— WORK ITEM —
Within the lines below, find those that hold the string "position" and copy each one.

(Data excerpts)
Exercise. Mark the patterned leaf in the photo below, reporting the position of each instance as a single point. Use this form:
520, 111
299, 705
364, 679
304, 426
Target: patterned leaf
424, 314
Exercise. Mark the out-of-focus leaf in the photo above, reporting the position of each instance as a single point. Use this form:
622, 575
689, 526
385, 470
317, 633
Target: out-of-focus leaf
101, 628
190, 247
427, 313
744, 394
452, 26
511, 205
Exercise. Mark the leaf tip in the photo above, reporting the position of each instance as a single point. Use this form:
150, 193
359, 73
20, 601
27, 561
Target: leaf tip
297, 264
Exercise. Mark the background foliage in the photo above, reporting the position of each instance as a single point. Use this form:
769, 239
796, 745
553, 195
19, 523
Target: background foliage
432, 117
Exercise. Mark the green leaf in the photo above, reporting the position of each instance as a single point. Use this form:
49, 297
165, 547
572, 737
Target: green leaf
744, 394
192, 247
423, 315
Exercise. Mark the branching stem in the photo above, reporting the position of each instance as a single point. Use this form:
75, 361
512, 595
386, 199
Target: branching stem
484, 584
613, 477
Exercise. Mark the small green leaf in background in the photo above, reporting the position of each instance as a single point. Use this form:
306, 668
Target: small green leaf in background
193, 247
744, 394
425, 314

— SOLVED PROBLEM —
Exercise. Mark the patterned leaf in the photo below, reporting the position of each instance as a single point. Use this form:
Exercise. Mark the out-of-focus leaf in the photo above, reporting the position of each instance as a single point. Use this form:
Exercise. Mark the leaf tip in the photo above, reporting the position of each instance as a single point. Use this form:
Exercise. Mark the background foliage in the photo above, reporting the position of each instance as a single point. Use this form:
Exercise. Mark the green leaf in the photo above, reporting the position of each instance as a single point. Use this form:
Exercise. Mark the branching stem in the photo above, reporting the position of each instance as a single point. Use this form:
Exercise. Mark the small green leaf in background in the photo above, reporting the position of each instance as a single point. Use this form:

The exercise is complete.